*GIVEN PROBLEM*
Return the entries verbatim and drop every picture.

*LISTED RECORDS*
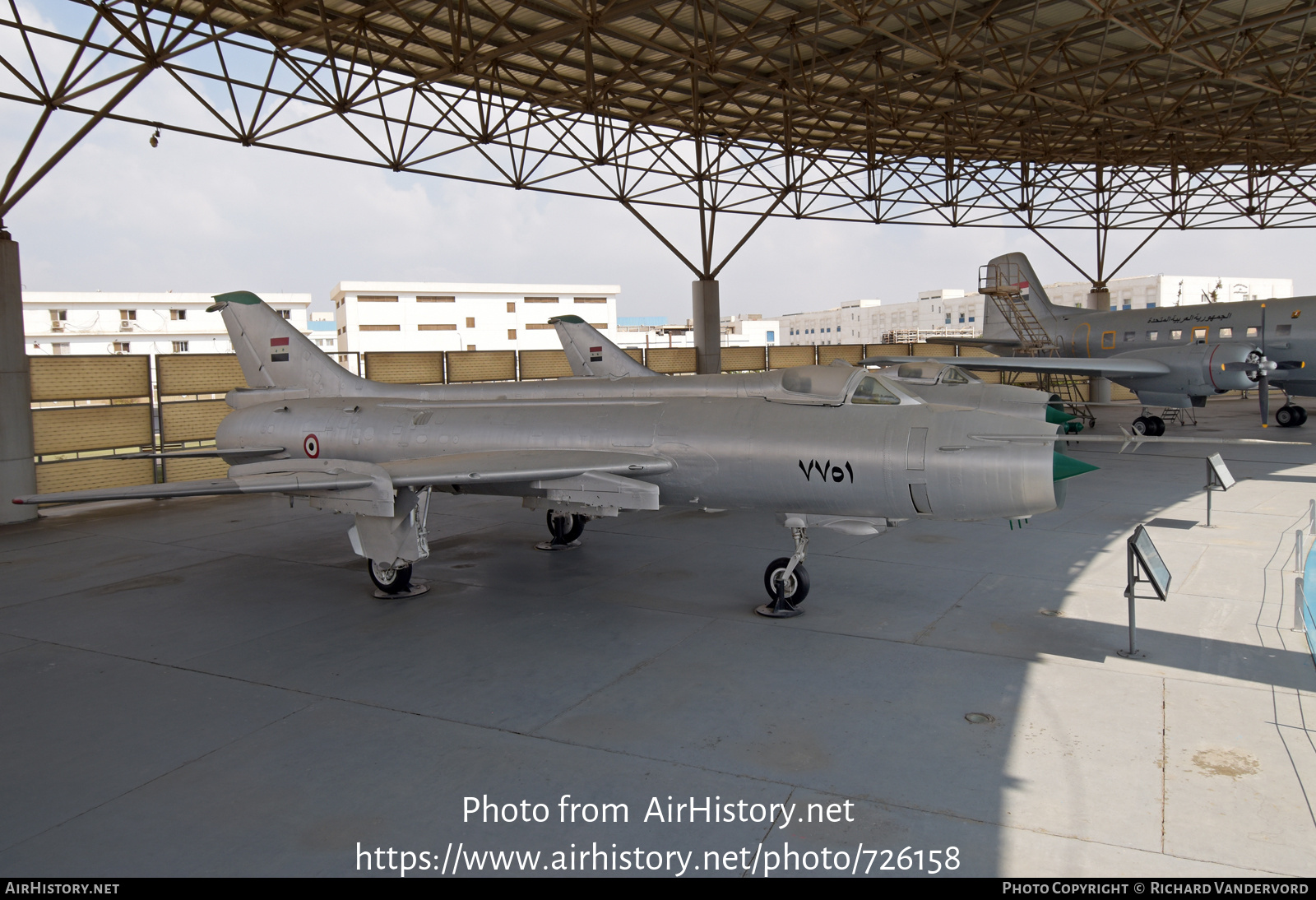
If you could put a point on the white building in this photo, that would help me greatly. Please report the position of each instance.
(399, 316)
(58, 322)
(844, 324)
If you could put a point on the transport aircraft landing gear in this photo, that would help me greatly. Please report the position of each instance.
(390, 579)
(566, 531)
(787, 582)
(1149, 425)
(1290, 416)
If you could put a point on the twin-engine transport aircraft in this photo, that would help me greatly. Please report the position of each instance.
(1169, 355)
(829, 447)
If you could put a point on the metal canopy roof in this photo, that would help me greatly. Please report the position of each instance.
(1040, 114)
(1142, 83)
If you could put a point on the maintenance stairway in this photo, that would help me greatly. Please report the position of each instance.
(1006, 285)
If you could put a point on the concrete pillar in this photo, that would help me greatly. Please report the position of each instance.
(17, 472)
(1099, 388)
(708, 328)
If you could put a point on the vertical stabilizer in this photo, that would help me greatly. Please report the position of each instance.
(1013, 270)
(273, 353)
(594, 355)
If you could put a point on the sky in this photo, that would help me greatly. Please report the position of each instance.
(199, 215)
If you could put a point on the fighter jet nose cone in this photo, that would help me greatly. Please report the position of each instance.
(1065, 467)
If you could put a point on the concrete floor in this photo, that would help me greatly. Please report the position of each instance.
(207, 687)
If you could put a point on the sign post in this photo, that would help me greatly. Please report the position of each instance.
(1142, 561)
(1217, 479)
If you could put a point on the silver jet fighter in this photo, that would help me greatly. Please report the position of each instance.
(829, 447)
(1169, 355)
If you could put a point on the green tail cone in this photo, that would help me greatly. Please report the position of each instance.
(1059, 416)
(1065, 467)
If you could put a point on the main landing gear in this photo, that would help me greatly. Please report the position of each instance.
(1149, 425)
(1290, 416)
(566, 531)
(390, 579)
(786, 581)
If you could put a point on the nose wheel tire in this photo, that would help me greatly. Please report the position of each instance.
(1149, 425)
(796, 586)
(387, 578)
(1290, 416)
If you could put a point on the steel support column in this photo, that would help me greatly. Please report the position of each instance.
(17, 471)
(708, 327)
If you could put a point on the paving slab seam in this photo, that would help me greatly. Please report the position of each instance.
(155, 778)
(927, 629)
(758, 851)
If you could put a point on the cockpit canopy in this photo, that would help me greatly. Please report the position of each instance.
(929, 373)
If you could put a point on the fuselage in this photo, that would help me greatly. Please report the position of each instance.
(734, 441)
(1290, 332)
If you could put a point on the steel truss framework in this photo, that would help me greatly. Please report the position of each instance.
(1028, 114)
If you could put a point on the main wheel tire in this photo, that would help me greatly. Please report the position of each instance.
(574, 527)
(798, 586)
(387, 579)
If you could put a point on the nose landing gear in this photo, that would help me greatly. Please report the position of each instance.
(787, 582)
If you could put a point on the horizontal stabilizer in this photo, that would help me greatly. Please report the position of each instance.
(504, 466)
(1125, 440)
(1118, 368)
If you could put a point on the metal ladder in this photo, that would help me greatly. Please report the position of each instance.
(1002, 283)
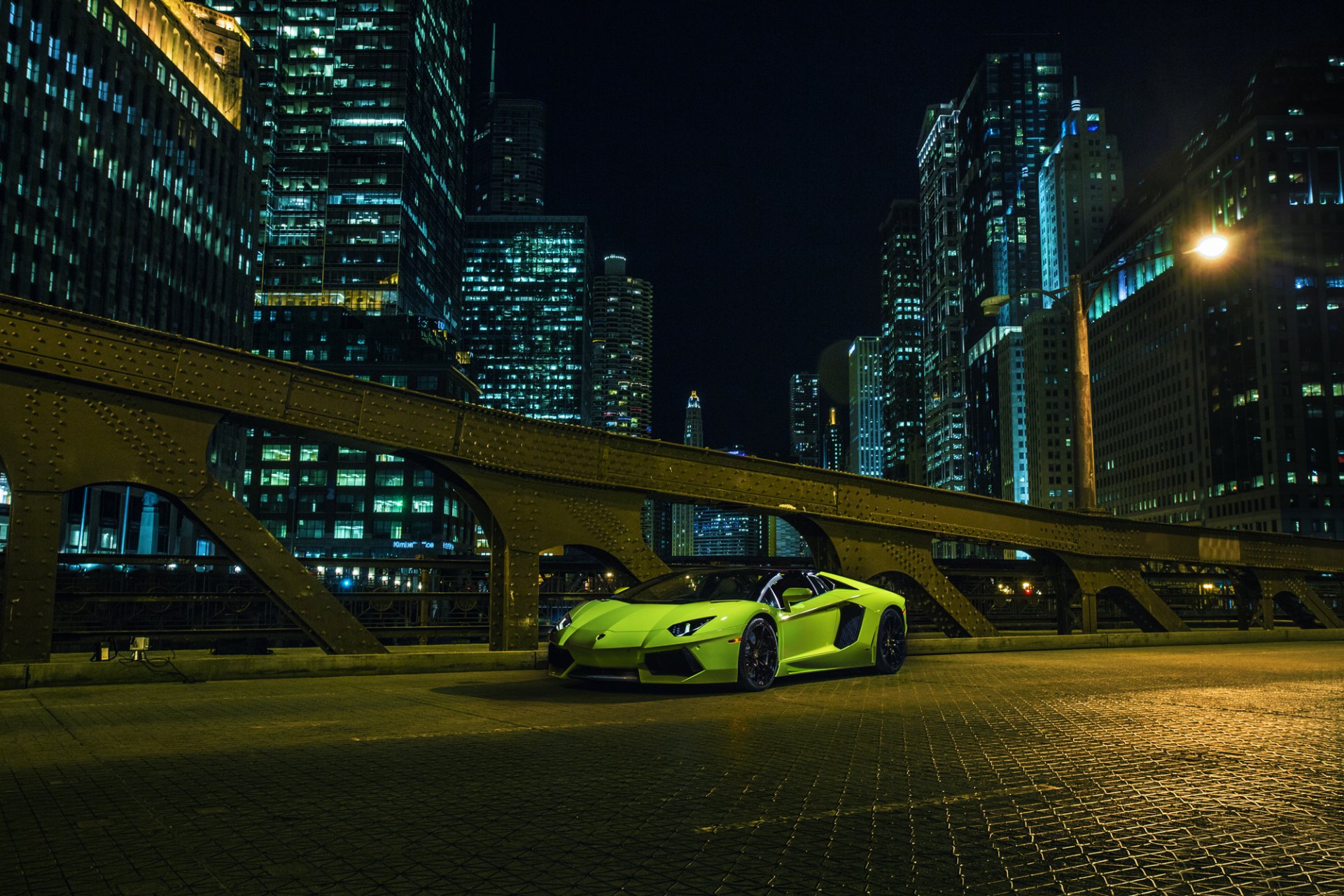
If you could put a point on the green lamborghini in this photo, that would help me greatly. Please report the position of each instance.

*FINAL ANSWER*
If you could put a point on the white building in this photo, that would help me greatly. Please report the position of each instance.
(399, 316)
(58, 322)
(844, 324)
If you could put a point on the transport aircraft landing gear in this photo, that would help me greatly. Please report the position of each instance.
(390, 579)
(566, 531)
(787, 582)
(1149, 425)
(1290, 416)
If you could put a point on the twin-engine transport aircraft in this photo, that would help me greatly. Please report the position of each instance.
(1169, 355)
(829, 447)
If you could put a point on the metal canopy roof in this photo, that would help me greatly. Please report the position of each instance.
(1040, 114)
(1142, 83)
If you could put a point on the maintenance stairway in this photo, that would help me greatly. Please report the position of each instance.
(1006, 285)
If you could put a point on the concrete pillar in this photo, that would help me greatly. Please report the position of each instance.
(17, 472)
(1099, 388)
(708, 328)
If you could put a point on the vertical stabilizer in this photo, that would help me greatly. Please report the position of each instance.
(1013, 270)
(273, 353)
(594, 355)
If you could put a point on the sky in this photo, that would help me greatly. Please report the position of each instance.
(199, 215)
If you could put a point on the fighter jet nose cone in this photo, that would help me greatly. Please report the position of each instance.
(1065, 467)
If you could put a point on the concrete floor in this photo, that would help me greatly. Please report the position of each instance.
(207, 687)
If you could put a point on the sign post in this photo, that would help me greatly. Please report the position of each instance.
(1142, 561)
(1217, 479)
If you could put a point on the silver jet fighter in this photo, that would help me greatly. Please report the position of each instance.
(829, 447)
(1169, 355)
If you could put a point on the green tail cone in this photo, that would help me greatly. Please report the position of each instance.
(1059, 416)
(1065, 467)
If you could put a point on the main landing gear in this photo, that would help me greatly. Please report the position of each instance.
(1149, 425)
(1290, 416)
(566, 531)
(390, 579)
(786, 581)
If you could put a point on the nose wheel tire in this photo, that would help me greatly. Please report the position of each instance.
(1149, 425)
(796, 586)
(387, 578)
(1290, 416)
If you could put a point on the steel support column in this photo, that would help me greatly. Please report the position of each instance.
(17, 471)
(708, 327)
If you could put a point on the paving slab seam in this photo, that would help me greatly. Please report the position of each instance.
(155, 778)
(927, 629)
(758, 851)
If you could put a point on the cockpit canopy in this photo, that would help me greatly. Please report the position of each instance.
(929, 373)
If you could put a point on the fuselage in this photo, that would help me greatly. Please report the position of each instance.
(734, 441)
(1290, 332)
If you could put a point on the steel truss framework in this photo, that would help me greatly. Please report the position of each instance.
(1028, 114)
If you could put a point on the main wheel tire in this photo, that would help me greatly. Please report the position of each instance.
(574, 527)
(798, 586)
(387, 579)
If you could put a point on the nose landing gear in this photo, that would help me greatly. Please report the position of each instance.
(787, 582)
If you could put a point on the horizontal stabilizer in this photo, that would help me greatly. Please report the position of each instance.
(504, 466)
(1125, 440)
(1118, 368)
If you could put a point on the metal ladder in this photo, that would help me greatly. Please report the position of each instance.
(1002, 283)
If you could put a point on the green lamborghini in this photo, that would help me greatly. Please report the position of each instance.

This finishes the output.